Top of SUPPLIED RECORDS
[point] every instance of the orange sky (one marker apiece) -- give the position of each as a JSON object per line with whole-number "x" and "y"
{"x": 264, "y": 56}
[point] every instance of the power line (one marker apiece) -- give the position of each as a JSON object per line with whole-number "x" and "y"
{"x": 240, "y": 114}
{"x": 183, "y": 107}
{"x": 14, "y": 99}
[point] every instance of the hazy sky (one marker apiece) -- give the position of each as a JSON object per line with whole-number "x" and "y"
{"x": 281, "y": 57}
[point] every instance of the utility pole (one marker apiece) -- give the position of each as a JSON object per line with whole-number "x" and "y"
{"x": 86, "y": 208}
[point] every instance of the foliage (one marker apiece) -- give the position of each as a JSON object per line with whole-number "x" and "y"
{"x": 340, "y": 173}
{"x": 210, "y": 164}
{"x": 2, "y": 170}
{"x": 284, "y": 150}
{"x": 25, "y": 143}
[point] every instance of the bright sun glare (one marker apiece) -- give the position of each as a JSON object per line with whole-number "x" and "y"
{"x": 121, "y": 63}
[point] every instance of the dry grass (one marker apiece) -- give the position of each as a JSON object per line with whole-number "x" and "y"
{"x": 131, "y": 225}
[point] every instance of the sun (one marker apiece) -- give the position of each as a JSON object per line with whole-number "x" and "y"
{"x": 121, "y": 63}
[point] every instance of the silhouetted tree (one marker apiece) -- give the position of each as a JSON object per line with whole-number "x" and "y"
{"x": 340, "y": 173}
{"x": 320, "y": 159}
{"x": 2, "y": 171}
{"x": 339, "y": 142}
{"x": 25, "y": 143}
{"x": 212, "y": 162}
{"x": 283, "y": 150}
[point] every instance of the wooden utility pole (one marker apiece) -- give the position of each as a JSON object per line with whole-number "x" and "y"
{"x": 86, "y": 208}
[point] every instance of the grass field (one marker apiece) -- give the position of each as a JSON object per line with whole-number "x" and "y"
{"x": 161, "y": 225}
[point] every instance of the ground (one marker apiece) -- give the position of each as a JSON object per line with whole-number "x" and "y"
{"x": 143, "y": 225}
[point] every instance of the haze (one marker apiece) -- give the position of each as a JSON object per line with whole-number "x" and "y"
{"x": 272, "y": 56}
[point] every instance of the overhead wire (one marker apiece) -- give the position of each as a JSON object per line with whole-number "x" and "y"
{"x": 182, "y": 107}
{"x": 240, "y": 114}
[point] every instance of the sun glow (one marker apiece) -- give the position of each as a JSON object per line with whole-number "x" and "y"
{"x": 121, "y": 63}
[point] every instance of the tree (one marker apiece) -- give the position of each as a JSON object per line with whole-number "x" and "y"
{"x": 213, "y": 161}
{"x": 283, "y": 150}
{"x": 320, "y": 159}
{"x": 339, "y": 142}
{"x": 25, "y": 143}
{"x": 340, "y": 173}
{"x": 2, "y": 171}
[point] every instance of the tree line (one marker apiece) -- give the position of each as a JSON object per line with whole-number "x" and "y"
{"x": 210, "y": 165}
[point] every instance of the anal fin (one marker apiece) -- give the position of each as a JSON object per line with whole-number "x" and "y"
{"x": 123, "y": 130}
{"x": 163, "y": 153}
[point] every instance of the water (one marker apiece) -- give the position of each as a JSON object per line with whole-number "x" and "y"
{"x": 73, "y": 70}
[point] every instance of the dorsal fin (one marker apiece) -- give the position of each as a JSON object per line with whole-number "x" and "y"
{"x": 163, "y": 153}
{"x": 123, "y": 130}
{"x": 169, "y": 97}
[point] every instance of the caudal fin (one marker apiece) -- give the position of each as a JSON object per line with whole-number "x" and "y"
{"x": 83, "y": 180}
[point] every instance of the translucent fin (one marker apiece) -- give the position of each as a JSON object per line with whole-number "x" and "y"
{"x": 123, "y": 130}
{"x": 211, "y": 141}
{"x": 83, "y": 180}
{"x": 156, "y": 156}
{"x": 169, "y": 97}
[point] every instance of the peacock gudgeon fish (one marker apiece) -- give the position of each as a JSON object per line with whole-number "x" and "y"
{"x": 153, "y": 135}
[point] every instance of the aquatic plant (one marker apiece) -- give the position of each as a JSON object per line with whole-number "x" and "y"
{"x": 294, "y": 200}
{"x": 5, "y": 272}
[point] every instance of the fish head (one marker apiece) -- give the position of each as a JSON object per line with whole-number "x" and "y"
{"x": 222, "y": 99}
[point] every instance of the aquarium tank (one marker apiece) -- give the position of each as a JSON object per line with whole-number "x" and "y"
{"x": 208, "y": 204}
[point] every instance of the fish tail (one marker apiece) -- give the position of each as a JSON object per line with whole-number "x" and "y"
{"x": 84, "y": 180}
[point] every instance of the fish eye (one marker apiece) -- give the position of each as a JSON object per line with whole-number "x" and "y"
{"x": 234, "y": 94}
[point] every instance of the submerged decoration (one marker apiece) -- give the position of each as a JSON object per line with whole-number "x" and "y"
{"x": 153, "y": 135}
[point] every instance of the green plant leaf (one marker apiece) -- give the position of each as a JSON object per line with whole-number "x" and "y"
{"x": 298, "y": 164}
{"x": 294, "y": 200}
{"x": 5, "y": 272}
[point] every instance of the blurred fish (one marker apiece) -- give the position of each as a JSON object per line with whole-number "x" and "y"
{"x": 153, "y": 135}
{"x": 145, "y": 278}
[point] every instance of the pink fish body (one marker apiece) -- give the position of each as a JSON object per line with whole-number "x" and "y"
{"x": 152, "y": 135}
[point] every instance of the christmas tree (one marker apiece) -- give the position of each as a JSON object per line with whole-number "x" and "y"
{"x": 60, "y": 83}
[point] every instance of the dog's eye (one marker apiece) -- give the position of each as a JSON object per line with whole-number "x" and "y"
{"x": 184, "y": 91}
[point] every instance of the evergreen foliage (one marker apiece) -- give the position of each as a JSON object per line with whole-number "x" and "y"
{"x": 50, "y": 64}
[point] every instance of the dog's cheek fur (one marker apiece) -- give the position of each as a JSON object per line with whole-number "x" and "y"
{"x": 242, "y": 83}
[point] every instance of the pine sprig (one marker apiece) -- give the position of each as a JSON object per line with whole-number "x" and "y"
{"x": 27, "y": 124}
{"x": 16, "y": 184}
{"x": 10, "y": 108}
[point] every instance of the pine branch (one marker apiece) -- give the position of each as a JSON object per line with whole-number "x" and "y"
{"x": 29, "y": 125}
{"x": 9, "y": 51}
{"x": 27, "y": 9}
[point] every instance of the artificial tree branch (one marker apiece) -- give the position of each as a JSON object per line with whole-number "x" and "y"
Bottom of SUPPLIED RECORDS
YOUR ASSIGNMENT> All the records above need to be restated exactly, line by line.

OUTPUT OF THE EXERCISE>
[point] every instance of the orange sky (one marker apiece) -- give the position of each as a JSON object per line with whole-number "x" and "y"
{"x": 264, "y": 56}
[point] every instance of the power line (one marker apiece) -- give the position of each as a JSON object per line with whole-number "x" and "y"
{"x": 240, "y": 114}
{"x": 183, "y": 107}
{"x": 14, "y": 99}
[point] every instance of the hazy sky (one marker apiece) -- give the position of each as a JSON object per line with whole-number "x" and "y"
{"x": 281, "y": 57}
[point] every instance of the utility pole (one marker apiece) -- give the position of each as a JSON object per line with whole-number "x" and "y"
{"x": 86, "y": 208}
[point] every instance of the foliage (one marker apiece) -- give the position of each as a JSON object per line with whole-number "x" and "y"
{"x": 340, "y": 173}
{"x": 210, "y": 164}
{"x": 2, "y": 170}
{"x": 284, "y": 150}
{"x": 25, "y": 143}
[point] every instance of the bright sun glare (one marker apiece) -- give the position of each as a JSON object per line with whole-number "x" and "y"
{"x": 121, "y": 63}
[point] every instance of the dry grass (one marker apiece) -- give the position of each as a JSON object per line with whole-number "x" and "y"
{"x": 131, "y": 225}
[point] every instance of the sun (one marker apiece) -- give the position of each as a JSON object per line with whole-number "x" and "y"
{"x": 121, "y": 63}
[point] every instance of the silhouetted tree (one marker apiece) -- give the position of each as a JSON object per line with whole-number "x" and "y"
{"x": 340, "y": 173}
{"x": 320, "y": 159}
{"x": 2, "y": 171}
{"x": 339, "y": 142}
{"x": 25, "y": 143}
{"x": 212, "y": 162}
{"x": 283, "y": 150}
[point] every instance of the wooden utility pole (one marker apiece) -- give the position of each as a JSON object per line with whole-number "x" and "y"
{"x": 86, "y": 208}
[point] every instance of the grass field (one marker apiece) -- give the position of each as a JSON object per line with whole-number "x" and "y"
{"x": 161, "y": 225}
[point] every instance of the ground (one marker apiece) -- give the position of each as a JSON object per line with whole-number "x" and "y"
{"x": 143, "y": 225}
[point] every instance of the haze (one marker apiece) -- give the position of each as a JSON object per line with whole-number "x" and "y"
{"x": 272, "y": 56}
[point] every instance of the overhead wire (one marker apiece) -- give the position of each as a JSON object per line with whole-number "x" and "y"
{"x": 182, "y": 107}
{"x": 240, "y": 114}
[point] every instance of the sun glow (one marker apiece) -- give the position of each as a JSON object per line with whole-number "x" and "y"
{"x": 121, "y": 63}
[point] every instance of the tree (one marker apiece) -- give the position of each as a JSON object per line with whole-number "x" and "y"
{"x": 213, "y": 161}
{"x": 283, "y": 150}
{"x": 320, "y": 159}
{"x": 339, "y": 142}
{"x": 25, "y": 143}
{"x": 340, "y": 173}
{"x": 2, "y": 171}
[point] every instance of the tree line (one marker apiece) -- give the position of each as a JSON object per line with whole-number "x" and "y"
{"x": 210, "y": 165}
[point] every instance of the anal fin (one marker apiece) -- give the position of each as a JSON object per line with whole-number "x" and "y"
{"x": 123, "y": 130}
{"x": 163, "y": 153}
[point] every instance of the water (one marker apiece) -- give the position of each as a JSON object per line with whole-number "x" and "y"
{"x": 73, "y": 70}
[point] every instance of the dorsal fin (one marker apiece) -- give the position of each as a JSON object per line with whole-number "x" and "y"
{"x": 163, "y": 153}
{"x": 123, "y": 130}
{"x": 169, "y": 97}
[point] every instance of the caudal fin (one marker apiece) -- give the position of each as a JSON object per line with whole-number "x" and "y"
{"x": 83, "y": 180}
[point] every instance of the translucent fin (one marker apiece) -- give the position of each as a JSON object per line with whole-number "x" and "y"
{"x": 123, "y": 130}
{"x": 211, "y": 141}
{"x": 83, "y": 180}
{"x": 156, "y": 156}
{"x": 169, "y": 97}
[point] every instance of the peacock gudgeon fish (one marker apiece) -- give the position of each as a JSON object per line with whole-number "x" and "y"
{"x": 153, "y": 135}
[point] every instance of the aquatic plant (one marker apiece) -- give the position of each as a JSON object per line with whole-number "x" and "y"
{"x": 294, "y": 200}
{"x": 5, "y": 272}
[point] every instance of the fish head (one marker apiece) -- give the position of each as a JSON object per line with whole-number "x" and "y"
{"x": 222, "y": 99}
[point] every instance of the aquarium tank (one marker apiece) -- give the position of each as a JSON object per line with whole-number "x" and "y"
{"x": 208, "y": 204}
[point] every instance of the fish tail (one marker apiece) -- give the position of each as a JSON object per line with whole-number "x" and "y"
{"x": 84, "y": 180}
[point] every instance of the fish eye (one marker apiece) -- give the position of each as a JSON object per line with whole-number "x" and "y"
{"x": 234, "y": 94}
[point] every instance of the submerged decoration (one marker apiece) -- give the position of each as a JSON object per line with whole-number "x" and "y"
{"x": 153, "y": 135}
[point] every instance of the green plant leaf (one marker apiece) -- give the position of each as a JSON object per line with whole-number "x" and "y"
{"x": 298, "y": 164}
{"x": 294, "y": 200}
{"x": 5, "y": 272}
[point] every instance of the blurred fish (one marker apiece) -- give the position of each as a JSON object per line with whole-number "x" and "y"
{"x": 153, "y": 135}
{"x": 145, "y": 278}
[point] every instance of the pink fish body (one marker apiece) -- give the position of each as a JSON object per line with whole-number "x" and "y"
{"x": 152, "y": 135}
[point] every instance of the christmas tree (one marker apiece) -- give the position of each as a JSON object per line with whole-number "x" and "y"
{"x": 60, "y": 83}
[point] every instance of the dog's eye (one marker apiece) -- give the position of each as a JSON object per line with whole-number "x" and "y"
{"x": 184, "y": 91}
[point] every instance of the evergreen foliage (one marker apiece) -- give the position of each as a JSON object per line with whole-number "x" and "y"
{"x": 50, "y": 64}
[point] every instance of the dog's cheek fur (one marker apiece) -- give the position of each as a JSON object per line with whole-number "x" and "y"
{"x": 242, "y": 83}
[point] every instance of the pine sprig (one marker apiece) -- give the position of each as a JSON object per line with whole-number "x" and "y"
{"x": 27, "y": 124}
{"x": 16, "y": 184}
{"x": 10, "y": 108}
[point] every instance of the pine branch (one marker apiece) -- give the position of each as a JSON object per line with whole-number "x" and "y"
{"x": 29, "y": 125}
{"x": 9, "y": 51}
{"x": 27, "y": 9}
[point] every instance of the artificial tree branch (one marker apiece) -- give the position of each as a JSON object per line with whole-number "x" and "y"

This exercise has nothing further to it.